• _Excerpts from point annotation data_
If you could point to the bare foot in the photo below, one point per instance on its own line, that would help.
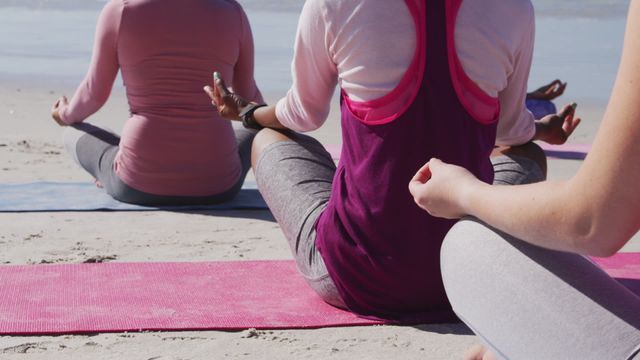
(479, 352)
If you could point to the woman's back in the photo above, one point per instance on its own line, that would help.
(174, 143)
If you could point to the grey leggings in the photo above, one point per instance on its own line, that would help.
(95, 150)
(526, 302)
(295, 179)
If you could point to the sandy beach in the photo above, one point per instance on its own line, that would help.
(31, 150)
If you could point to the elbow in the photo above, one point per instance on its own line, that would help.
(594, 236)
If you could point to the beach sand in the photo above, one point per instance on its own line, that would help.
(31, 150)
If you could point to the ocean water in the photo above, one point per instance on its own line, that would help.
(50, 41)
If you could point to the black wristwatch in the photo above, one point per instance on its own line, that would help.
(246, 115)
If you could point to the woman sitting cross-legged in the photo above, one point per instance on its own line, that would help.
(174, 149)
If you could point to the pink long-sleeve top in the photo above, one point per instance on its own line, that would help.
(367, 46)
(174, 143)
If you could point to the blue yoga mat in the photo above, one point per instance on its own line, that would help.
(59, 196)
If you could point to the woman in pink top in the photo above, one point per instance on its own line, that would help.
(417, 77)
(528, 290)
(174, 149)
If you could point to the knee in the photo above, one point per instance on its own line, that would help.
(466, 261)
(71, 137)
(263, 139)
(530, 151)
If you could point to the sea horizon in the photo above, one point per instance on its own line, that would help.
(578, 41)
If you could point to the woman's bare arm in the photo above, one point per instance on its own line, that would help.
(594, 213)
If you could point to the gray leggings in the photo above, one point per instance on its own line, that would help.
(526, 302)
(295, 179)
(95, 150)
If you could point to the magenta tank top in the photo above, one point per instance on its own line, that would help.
(380, 249)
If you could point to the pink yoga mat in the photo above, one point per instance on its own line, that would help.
(117, 297)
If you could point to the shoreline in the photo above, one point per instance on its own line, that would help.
(31, 150)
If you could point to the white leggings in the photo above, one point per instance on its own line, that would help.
(526, 302)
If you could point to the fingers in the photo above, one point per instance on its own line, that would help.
(220, 85)
(555, 89)
(211, 92)
(570, 125)
(568, 110)
(423, 175)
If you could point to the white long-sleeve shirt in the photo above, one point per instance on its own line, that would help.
(367, 46)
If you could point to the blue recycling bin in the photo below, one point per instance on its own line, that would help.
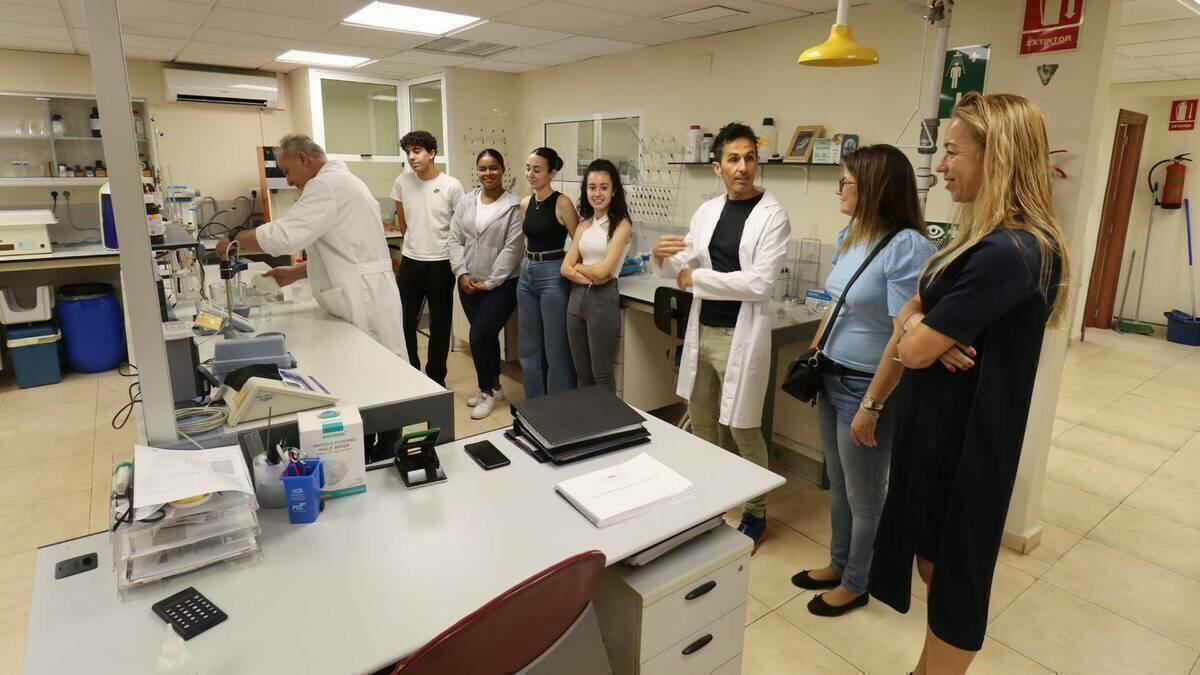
(93, 327)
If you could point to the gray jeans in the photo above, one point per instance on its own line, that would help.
(593, 328)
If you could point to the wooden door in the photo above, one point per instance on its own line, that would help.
(1123, 174)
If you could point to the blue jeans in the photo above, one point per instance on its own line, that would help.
(858, 478)
(543, 293)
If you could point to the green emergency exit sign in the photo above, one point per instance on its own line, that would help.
(966, 70)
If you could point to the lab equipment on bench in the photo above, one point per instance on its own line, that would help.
(417, 460)
(25, 232)
(261, 398)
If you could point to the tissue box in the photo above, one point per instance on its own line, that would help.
(335, 436)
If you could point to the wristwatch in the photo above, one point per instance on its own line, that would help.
(870, 404)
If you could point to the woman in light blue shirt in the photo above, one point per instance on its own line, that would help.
(879, 192)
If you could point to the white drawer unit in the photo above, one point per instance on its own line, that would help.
(702, 651)
(687, 593)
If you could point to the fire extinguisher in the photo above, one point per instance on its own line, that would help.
(1173, 186)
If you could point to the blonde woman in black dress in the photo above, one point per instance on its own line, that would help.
(970, 342)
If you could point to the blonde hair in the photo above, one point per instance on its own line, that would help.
(1015, 192)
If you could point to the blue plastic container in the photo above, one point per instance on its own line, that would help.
(93, 327)
(34, 350)
(304, 491)
(1182, 328)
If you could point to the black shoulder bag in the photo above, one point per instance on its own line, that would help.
(803, 378)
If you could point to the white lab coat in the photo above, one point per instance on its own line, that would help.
(761, 254)
(336, 220)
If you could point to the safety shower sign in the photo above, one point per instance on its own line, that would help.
(1051, 25)
(966, 69)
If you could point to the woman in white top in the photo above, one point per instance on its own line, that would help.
(592, 264)
(486, 246)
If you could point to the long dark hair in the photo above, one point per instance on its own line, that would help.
(618, 209)
(553, 162)
(887, 193)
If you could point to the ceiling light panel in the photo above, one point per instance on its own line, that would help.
(321, 59)
(402, 18)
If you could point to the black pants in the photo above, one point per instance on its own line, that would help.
(430, 281)
(487, 314)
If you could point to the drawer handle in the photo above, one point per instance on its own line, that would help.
(697, 645)
(700, 590)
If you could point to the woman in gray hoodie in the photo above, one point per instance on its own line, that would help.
(486, 248)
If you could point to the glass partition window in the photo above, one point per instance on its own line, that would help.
(615, 137)
(361, 118)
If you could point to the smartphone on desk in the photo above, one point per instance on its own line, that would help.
(486, 455)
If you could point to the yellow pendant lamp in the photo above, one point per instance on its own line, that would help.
(840, 49)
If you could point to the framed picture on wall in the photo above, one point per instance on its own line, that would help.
(801, 147)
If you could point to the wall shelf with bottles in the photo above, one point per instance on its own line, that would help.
(46, 137)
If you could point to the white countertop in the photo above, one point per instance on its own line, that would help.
(378, 574)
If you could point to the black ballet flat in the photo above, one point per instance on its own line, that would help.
(802, 580)
(819, 607)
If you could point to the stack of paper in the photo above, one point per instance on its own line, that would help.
(191, 508)
(625, 490)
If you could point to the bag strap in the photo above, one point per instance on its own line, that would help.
(845, 291)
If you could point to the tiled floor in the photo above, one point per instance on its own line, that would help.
(1114, 587)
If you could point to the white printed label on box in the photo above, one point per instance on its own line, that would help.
(335, 435)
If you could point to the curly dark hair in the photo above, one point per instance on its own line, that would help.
(618, 209)
(423, 139)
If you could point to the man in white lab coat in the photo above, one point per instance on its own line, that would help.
(336, 220)
(729, 260)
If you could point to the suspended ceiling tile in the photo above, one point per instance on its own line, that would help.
(481, 9)
(372, 37)
(431, 59)
(651, 31)
(1161, 48)
(503, 66)
(222, 36)
(509, 34)
(316, 10)
(276, 25)
(162, 29)
(1158, 30)
(551, 15)
(31, 15)
(1146, 11)
(165, 11)
(587, 46)
(36, 45)
(228, 60)
(754, 13)
(538, 58)
(34, 31)
(150, 54)
(347, 49)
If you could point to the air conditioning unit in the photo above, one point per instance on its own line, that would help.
(211, 87)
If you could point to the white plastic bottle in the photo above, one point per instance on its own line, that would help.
(173, 657)
(691, 149)
(771, 139)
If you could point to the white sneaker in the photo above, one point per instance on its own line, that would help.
(485, 406)
(498, 394)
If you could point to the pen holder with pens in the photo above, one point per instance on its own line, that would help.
(304, 491)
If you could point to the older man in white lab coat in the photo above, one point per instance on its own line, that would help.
(729, 261)
(336, 220)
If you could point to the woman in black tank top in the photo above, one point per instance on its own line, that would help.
(547, 219)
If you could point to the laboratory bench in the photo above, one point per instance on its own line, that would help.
(379, 574)
(647, 375)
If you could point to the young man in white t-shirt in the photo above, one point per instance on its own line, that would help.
(425, 202)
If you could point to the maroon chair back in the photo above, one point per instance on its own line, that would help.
(510, 632)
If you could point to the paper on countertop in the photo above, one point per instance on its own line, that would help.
(165, 476)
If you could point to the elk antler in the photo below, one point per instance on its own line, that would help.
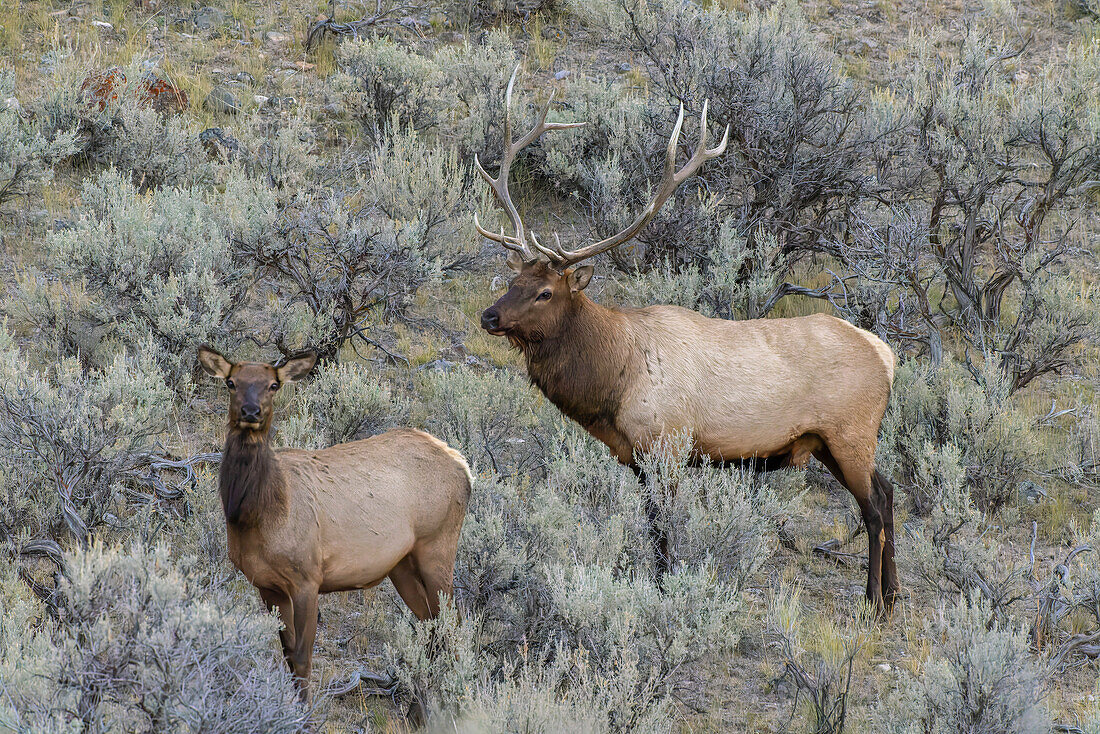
(670, 181)
(558, 256)
(499, 184)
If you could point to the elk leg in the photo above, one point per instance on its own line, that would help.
(856, 475)
(658, 536)
(305, 633)
(278, 601)
(890, 583)
(406, 579)
(436, 566)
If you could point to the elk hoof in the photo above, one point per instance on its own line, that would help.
(416, 715)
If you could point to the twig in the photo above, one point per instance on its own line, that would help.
(354, 28)
(383, 683)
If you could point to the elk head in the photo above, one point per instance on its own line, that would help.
(252, 385)
(547, 285)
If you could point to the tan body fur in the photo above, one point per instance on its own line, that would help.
(304, 523)
(741, 389)
(354, 512)
(770, 393)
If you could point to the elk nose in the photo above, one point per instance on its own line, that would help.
(491, 319)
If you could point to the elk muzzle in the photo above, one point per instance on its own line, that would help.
(491, 320)
(251, 414)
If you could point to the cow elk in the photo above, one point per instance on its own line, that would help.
(307, 523)
(768, 393)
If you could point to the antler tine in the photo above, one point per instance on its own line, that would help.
(499, 185)
(509, 242)
(670, 181)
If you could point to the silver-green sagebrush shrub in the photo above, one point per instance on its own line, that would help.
(477, 75)
(554, 582)
(981, 146)
(726, 519)
(26, 156)
(954, 552)
(141, 641)
(457, 92)
(74, 441)
(340, 403)
(798, 137)
(384, 83)
(980, 679)
(495, 419)
(156, 149)
(817, 659)
(158, 269)
(997, 445)
(343, 264)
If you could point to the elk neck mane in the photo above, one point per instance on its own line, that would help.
(250, 482)
(585, 368)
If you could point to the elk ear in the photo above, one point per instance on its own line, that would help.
(213, 363)
(296, 368)
(579, 277)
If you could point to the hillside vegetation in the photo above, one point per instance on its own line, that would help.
(267, 177)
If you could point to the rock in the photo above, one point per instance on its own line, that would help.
(163, 96)
(102, 88)
(222, 101)
(862, 46)
(208, 18)
(218, 143)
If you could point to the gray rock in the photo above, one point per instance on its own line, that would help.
(862, 46)
(219, 143)
(209, 18)
(222, 101)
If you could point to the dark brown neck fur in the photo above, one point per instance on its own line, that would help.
(251, 484)
(584, 370)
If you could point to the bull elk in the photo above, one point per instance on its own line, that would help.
(768, 393)
(307, 523)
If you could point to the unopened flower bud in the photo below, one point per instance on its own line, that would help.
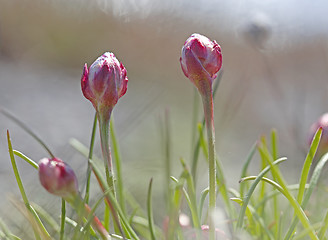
(104, 82)
(58, 178)
(200, 60)
(323, 123)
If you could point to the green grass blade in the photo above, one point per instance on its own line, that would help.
(26, 129)
(202, 200)
(324, 227)
(45, 216)
(6, 232)
(150, 211)
(293, 202)
(27, 159)
(19, 181)
(245, 168)
(250, 192)
(112, 201)
(307, 164)
(274, 150)
(313, 182)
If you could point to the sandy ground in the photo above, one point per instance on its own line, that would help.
(283, 88)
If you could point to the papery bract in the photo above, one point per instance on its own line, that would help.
(104, 82)
(58, 178)
(323, 123)
(200, 60)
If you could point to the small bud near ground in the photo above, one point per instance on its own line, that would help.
(200, 60)
(58, 178)
(323, 123)
(104, 83)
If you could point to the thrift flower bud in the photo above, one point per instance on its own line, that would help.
(104, 83)
(58, 178)
(200, 60)
(323, 123)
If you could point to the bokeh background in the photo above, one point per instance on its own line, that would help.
(274, 76)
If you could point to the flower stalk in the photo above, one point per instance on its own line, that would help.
(201, 60)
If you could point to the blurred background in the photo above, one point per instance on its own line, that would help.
(274, 76)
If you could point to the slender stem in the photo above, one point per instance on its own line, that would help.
(104, 122)
(87, 188)
(209, 120)
(84, 211)
(104, 137)
(62, 222)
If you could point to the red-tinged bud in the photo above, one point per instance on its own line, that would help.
(200, 60)
(323, 123)
(219, 234)
(104, 83)
(58, 178)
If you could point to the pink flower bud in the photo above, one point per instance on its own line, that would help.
(323, 123)
(219, 234)
(104, 82)
(200, 60)
(58, 178)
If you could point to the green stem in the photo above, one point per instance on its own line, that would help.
(104, 138)
(87, 188)
(62, 222)
(209, 120)
(84, 211)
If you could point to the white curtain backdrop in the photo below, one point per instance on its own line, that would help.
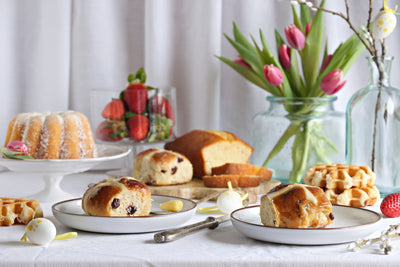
(53, 53)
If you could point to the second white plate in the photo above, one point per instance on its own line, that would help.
(70, 213)
(349, 225)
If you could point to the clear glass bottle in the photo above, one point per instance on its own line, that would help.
(297, 133)
(373, 127)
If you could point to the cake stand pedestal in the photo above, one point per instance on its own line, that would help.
(54, 170)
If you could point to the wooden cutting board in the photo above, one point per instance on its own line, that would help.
(196, 190)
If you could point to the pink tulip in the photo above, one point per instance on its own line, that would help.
(18, 146)
(295, 37)
(273, 75)
(308, 27)
(284, 56)
(325, 64)
(240, 61)
(332, 82)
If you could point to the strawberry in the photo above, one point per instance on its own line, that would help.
(161, 105)
(138, 126)
(135, 96)
(114, 110)
(390, 205)
(111, 130)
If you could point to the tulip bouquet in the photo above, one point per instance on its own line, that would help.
(303, 69)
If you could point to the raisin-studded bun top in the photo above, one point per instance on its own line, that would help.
(162, 167)
(296, 206)
(117, 196)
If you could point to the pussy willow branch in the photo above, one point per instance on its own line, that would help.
(370, 45)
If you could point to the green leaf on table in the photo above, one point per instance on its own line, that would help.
(7, 153)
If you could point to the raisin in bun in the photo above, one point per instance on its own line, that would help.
(117, 196)
(296, 206)
(162, 167)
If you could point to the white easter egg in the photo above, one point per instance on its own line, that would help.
(229, 201)
(40, 231)
(383, 24)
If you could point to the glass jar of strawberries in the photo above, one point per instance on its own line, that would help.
(138, 113)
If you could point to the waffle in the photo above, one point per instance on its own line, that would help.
(339, 177)
(18, 211)
(355, 197)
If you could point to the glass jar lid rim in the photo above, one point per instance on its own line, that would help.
(301, 99)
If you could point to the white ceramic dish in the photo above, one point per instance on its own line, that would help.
(349, 224)
(65, 166)
(53, 170)
(70, 213)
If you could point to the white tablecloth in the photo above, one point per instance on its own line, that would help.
(223, 246)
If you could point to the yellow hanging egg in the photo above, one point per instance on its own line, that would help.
(383, 24)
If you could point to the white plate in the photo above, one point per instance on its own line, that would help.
(65, 166)
(70, 213)
(349, 224)
(53, 170)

• _What you are asked to do_
Return the stretch of the material above from the line containing "If you could point to the raisin in" through the end of the material, copied verbatim.

• _The output_
If you could point to the raisin in bun in the photo above, one point per instance on its own line, that would help.
(117, 196)
(296, 206)
(162, 167)
If you could point to the white easter egg in the photo above, one point per instance on its own line, that would help.
(229, 201)
(40, 231)
(383, 24)
If you could point to the glass jar of strawberries in the photo above, one point per instance on its own line, that would help.
(138, 113)
If you could point to the waffle in the photo above, one point per instance on its own line, that would help.
(339, 177)
(18, 211)
(355, 197)
If you could point to the glass jar lid rim in the photo above, one point per instance on its own line, that would help.
(301, 99)
If you could point to the white ceramic dish in the photo above, one point per instance on its own line, that would help.
(349, 224)
(65, 166)
(53, 170)
(70, 213)
If you could point to the white tablecloth in the photo above, one point per instance on its own line, that would help.
(223, 246)
If you could point to the yellow hanging egg in the photo above, one point per instance on its own line, that would help.
(383, 24)
If you could point to the white plate in the photo above, one point per instance on its own line, that would help.
(65, 166)
(70, 213)
(349, 224)
(53, 170)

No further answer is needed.